Brief: Go through the material below and state how many lines include "clicks", giving the number only.

Information supplied:

%%

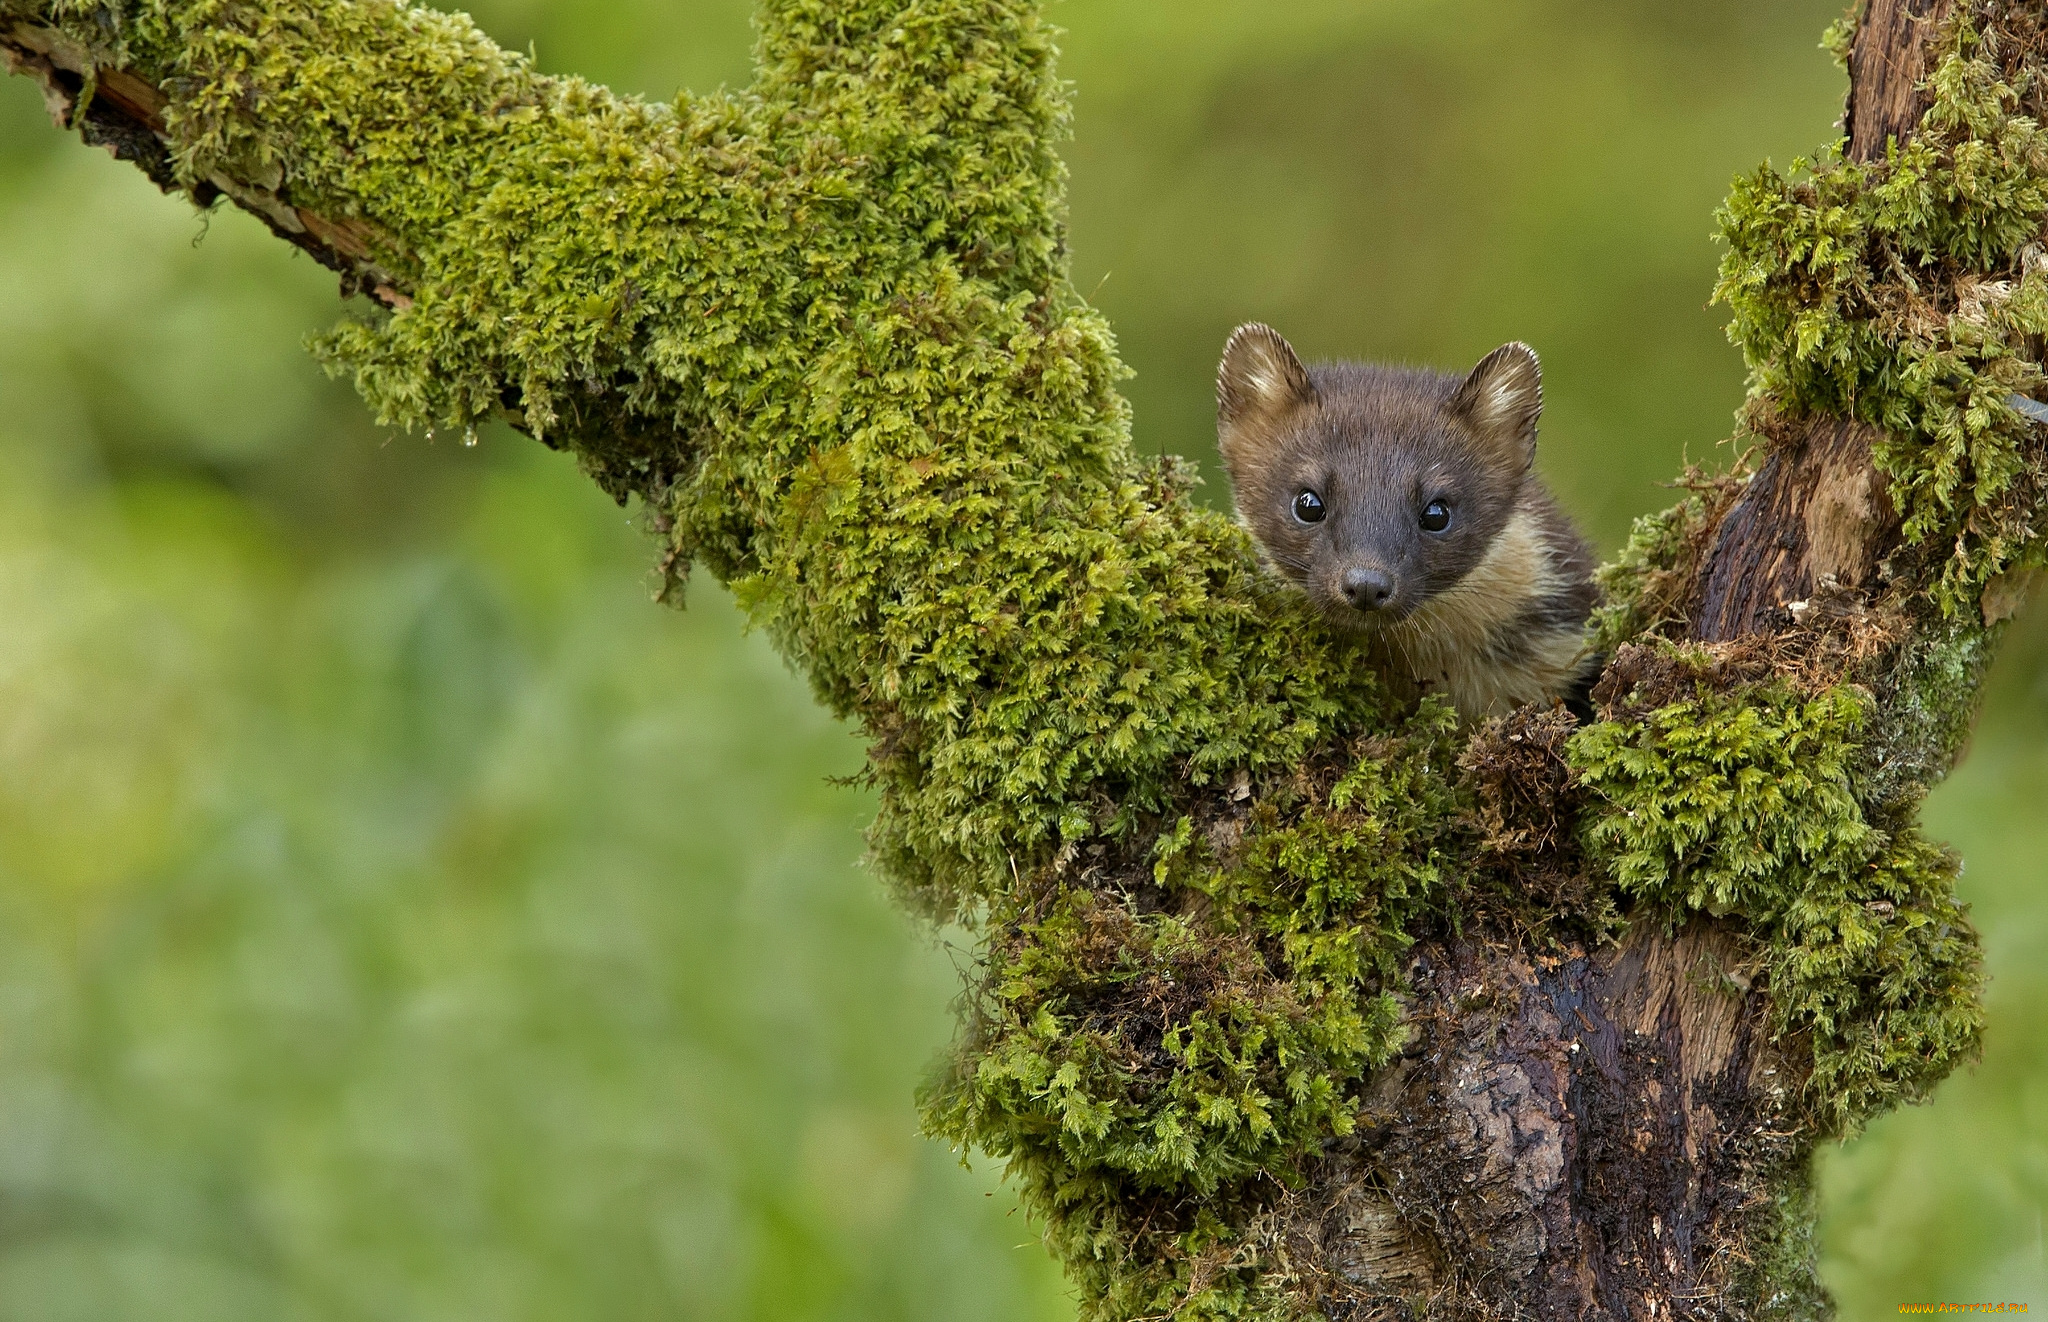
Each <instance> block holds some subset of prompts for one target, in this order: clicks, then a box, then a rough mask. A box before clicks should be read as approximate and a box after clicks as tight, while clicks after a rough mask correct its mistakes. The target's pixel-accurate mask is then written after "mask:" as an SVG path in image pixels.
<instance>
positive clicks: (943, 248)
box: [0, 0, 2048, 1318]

%%
%%

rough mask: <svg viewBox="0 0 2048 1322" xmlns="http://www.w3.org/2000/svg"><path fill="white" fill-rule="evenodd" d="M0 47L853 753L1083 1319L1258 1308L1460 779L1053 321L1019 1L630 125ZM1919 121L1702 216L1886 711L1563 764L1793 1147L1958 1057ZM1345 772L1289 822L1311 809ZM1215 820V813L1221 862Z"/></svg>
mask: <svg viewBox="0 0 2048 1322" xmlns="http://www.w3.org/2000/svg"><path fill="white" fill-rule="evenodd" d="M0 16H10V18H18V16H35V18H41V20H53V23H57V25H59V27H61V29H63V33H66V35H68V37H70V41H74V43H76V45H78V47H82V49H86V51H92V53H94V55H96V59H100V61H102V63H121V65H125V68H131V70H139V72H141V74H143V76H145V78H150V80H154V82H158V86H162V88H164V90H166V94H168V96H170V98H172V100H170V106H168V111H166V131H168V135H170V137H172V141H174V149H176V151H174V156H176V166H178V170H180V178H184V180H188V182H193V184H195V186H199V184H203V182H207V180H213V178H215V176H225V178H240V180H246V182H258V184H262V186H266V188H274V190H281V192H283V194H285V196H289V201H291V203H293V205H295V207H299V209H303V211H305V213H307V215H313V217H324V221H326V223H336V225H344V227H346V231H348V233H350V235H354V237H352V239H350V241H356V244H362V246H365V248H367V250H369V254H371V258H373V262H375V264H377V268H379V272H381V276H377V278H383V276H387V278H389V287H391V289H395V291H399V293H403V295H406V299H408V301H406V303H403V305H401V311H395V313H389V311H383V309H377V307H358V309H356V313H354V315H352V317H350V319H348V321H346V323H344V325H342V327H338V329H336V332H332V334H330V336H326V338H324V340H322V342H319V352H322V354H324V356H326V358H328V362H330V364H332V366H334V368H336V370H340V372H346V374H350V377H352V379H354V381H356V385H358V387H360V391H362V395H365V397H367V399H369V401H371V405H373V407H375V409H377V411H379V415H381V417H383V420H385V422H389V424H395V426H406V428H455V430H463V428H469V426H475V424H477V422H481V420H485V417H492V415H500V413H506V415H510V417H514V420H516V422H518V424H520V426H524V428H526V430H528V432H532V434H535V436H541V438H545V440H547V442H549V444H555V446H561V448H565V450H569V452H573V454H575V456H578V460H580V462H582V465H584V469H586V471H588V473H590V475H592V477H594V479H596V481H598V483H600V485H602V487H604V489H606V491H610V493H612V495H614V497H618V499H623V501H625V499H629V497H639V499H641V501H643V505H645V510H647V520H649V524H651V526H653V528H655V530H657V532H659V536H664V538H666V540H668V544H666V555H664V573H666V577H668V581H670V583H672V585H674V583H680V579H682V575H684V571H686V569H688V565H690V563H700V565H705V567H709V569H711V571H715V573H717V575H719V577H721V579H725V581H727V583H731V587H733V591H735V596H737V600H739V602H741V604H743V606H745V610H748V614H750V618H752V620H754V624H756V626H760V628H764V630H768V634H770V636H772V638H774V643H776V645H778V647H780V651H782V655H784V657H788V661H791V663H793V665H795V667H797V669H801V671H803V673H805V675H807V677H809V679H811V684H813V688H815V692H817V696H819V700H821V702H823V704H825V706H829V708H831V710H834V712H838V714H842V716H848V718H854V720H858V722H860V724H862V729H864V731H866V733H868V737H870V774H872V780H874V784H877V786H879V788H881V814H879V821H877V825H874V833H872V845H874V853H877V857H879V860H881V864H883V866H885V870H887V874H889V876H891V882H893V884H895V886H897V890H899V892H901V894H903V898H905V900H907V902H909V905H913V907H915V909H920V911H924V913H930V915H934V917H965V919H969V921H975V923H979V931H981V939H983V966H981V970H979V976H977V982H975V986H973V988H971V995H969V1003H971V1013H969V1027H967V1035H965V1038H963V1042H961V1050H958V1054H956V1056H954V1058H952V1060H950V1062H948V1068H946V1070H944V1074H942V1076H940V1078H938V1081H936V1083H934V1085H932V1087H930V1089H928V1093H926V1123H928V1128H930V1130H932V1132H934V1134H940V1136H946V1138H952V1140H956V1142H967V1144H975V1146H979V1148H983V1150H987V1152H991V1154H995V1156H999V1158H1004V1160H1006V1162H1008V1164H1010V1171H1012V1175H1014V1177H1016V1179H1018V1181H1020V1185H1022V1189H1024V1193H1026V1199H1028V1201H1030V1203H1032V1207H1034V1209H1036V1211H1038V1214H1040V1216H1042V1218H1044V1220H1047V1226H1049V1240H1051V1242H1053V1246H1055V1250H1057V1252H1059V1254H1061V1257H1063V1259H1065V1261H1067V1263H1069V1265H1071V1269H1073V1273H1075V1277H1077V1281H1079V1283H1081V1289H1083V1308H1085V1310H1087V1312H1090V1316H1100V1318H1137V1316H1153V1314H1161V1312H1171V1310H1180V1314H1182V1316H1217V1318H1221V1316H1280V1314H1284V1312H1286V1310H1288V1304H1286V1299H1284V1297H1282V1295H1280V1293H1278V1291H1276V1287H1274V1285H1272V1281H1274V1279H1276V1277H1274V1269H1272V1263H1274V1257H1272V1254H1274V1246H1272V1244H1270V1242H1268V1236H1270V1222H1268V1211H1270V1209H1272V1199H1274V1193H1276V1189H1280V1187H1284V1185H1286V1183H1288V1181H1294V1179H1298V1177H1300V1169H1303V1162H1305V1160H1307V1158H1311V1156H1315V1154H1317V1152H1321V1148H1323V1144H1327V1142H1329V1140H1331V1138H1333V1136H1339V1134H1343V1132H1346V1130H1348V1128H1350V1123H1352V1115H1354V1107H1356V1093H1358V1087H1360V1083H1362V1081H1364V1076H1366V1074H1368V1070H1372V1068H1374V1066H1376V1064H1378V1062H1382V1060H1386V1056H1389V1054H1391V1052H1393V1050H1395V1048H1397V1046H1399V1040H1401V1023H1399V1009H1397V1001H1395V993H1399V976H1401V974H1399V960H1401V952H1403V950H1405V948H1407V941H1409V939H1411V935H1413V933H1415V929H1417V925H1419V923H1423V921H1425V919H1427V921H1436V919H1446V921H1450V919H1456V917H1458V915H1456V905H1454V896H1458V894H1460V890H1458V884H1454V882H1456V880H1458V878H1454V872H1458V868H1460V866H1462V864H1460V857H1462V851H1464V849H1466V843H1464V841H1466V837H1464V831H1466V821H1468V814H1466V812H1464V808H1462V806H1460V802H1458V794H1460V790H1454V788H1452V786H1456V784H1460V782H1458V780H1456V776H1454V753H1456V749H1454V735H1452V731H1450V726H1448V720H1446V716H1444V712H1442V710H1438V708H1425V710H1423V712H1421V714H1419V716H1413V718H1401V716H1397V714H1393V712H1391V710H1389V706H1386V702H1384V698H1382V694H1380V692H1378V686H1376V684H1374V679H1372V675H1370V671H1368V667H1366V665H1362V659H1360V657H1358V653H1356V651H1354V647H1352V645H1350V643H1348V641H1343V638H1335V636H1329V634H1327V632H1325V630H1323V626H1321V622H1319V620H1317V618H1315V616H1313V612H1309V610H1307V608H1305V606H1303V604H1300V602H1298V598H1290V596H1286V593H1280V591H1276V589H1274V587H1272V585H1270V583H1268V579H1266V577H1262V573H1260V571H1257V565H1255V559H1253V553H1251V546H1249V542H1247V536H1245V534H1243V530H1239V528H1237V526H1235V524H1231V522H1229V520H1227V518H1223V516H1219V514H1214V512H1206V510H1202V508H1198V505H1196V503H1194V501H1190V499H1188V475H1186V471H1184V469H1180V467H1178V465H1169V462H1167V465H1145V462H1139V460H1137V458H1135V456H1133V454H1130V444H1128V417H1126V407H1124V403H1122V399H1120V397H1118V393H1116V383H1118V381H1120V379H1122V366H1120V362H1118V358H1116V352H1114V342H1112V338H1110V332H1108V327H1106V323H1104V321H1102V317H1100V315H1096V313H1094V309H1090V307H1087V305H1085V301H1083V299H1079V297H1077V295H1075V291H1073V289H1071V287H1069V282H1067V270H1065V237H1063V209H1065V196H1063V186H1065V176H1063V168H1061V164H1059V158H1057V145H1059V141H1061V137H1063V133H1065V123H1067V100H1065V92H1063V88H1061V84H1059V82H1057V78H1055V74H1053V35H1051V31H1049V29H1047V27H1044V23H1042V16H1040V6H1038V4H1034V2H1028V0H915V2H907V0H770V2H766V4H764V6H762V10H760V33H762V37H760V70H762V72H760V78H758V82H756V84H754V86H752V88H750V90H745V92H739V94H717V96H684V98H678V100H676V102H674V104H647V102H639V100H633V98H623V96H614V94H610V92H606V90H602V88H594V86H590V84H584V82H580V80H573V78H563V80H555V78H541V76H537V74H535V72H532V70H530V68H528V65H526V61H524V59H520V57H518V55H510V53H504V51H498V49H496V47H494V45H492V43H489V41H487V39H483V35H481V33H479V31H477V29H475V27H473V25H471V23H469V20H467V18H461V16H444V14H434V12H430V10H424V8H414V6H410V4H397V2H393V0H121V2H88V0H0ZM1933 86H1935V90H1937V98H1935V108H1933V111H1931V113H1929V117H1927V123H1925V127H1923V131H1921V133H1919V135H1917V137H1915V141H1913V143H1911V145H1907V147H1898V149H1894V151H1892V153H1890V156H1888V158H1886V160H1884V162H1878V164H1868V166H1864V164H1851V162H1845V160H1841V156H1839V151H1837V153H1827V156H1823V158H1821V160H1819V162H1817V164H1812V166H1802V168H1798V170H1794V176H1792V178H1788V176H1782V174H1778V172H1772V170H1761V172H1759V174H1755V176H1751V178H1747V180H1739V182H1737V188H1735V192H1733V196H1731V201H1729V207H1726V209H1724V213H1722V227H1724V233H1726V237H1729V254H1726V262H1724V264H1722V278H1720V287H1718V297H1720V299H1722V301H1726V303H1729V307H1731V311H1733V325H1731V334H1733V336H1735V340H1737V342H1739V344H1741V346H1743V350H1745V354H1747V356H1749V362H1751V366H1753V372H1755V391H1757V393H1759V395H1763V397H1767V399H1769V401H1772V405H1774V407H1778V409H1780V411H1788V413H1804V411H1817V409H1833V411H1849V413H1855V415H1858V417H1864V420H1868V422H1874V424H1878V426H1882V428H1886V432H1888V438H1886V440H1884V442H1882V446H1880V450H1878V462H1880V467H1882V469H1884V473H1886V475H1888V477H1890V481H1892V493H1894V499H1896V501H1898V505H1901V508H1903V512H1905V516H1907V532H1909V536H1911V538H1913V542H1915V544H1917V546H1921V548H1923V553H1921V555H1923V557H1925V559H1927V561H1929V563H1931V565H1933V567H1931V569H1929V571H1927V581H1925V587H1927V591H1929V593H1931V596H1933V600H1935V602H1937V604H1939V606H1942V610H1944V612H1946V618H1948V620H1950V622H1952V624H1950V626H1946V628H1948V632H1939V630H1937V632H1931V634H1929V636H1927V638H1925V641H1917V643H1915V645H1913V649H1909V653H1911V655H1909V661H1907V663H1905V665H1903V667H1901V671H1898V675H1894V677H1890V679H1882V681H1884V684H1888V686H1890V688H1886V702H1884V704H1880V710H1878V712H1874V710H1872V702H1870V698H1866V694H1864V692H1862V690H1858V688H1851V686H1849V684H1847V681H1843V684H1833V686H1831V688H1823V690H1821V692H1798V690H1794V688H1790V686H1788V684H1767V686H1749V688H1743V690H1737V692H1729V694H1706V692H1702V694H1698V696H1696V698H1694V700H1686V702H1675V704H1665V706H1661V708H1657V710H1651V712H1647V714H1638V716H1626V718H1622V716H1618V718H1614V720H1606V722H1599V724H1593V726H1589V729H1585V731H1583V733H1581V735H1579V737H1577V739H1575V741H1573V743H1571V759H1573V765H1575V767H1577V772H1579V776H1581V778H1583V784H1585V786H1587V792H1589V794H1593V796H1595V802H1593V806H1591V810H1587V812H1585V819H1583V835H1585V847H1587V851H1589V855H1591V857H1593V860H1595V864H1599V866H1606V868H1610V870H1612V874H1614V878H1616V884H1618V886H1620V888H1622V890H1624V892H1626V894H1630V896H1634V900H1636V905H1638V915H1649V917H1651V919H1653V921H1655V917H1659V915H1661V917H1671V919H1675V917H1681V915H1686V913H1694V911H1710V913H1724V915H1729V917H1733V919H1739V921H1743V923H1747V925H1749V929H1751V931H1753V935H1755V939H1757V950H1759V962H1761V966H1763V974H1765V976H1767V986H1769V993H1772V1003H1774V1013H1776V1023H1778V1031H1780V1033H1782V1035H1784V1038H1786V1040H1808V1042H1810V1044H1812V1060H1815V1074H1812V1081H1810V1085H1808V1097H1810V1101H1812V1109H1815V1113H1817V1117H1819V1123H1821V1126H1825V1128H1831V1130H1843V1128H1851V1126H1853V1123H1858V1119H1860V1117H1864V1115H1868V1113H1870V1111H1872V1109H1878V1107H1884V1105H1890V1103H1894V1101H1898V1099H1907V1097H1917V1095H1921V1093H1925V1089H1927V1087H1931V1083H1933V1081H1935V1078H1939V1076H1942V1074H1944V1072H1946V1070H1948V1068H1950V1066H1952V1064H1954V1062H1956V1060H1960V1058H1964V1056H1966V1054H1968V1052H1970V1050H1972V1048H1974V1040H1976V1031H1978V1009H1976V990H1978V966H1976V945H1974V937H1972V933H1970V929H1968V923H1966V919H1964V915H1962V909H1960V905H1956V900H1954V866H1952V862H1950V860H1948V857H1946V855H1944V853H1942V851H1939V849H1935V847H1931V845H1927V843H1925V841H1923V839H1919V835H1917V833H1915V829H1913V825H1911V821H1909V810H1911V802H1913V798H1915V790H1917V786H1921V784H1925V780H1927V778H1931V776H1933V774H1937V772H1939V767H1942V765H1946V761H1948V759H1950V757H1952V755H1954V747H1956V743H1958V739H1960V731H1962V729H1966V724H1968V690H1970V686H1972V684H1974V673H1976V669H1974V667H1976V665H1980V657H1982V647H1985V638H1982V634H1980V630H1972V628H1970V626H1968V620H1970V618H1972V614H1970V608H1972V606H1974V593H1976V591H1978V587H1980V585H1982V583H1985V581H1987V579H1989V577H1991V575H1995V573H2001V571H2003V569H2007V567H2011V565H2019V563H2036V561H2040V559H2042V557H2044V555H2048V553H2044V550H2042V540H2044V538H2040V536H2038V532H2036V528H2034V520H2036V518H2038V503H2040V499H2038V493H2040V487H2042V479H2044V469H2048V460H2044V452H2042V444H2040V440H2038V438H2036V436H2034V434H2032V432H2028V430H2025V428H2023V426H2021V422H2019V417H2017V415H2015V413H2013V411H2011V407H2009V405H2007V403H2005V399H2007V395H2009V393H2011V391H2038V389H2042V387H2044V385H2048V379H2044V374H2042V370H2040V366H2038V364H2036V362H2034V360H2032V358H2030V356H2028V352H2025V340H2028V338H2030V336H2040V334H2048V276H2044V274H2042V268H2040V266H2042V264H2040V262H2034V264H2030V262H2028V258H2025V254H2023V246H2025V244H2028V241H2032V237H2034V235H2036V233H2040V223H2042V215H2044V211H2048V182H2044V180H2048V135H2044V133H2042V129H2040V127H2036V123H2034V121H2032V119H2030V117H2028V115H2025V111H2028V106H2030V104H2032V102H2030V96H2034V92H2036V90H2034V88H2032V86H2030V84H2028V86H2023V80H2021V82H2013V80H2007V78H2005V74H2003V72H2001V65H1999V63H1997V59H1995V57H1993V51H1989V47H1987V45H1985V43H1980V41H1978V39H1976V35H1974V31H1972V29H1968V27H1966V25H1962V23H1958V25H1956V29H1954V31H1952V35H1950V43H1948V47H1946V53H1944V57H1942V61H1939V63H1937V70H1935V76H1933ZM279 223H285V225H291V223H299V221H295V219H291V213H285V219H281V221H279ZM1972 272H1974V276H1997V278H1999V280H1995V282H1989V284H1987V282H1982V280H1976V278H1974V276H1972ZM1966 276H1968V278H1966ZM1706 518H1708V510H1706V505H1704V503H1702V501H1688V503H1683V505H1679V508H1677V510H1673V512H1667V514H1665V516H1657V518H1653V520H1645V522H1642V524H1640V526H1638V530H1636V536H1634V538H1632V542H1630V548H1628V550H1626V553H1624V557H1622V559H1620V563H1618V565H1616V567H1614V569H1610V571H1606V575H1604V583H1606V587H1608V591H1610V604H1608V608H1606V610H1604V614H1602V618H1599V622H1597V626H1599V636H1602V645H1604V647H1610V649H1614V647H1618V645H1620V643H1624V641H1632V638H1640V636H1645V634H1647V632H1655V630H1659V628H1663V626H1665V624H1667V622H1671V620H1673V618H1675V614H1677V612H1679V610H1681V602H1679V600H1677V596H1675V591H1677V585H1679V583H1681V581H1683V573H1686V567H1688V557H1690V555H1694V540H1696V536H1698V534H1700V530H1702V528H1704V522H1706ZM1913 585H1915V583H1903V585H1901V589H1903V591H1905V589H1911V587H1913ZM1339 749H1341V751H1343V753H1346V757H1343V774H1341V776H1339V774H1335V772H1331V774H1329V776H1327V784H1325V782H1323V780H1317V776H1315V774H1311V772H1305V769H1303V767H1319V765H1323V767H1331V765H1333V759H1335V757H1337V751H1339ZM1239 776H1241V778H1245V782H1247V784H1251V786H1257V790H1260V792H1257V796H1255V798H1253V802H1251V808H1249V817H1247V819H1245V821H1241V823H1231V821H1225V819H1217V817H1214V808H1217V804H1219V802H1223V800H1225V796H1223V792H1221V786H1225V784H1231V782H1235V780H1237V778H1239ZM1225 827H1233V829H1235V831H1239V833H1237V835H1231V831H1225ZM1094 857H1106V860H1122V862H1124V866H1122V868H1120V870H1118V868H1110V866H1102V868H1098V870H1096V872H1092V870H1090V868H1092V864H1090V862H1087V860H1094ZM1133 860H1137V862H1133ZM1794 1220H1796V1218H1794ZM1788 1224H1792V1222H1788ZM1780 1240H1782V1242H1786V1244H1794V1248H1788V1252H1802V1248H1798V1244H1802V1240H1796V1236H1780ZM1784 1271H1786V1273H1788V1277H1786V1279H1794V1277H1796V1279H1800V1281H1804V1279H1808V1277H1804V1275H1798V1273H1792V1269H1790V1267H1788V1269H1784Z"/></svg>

%%

Task response: 2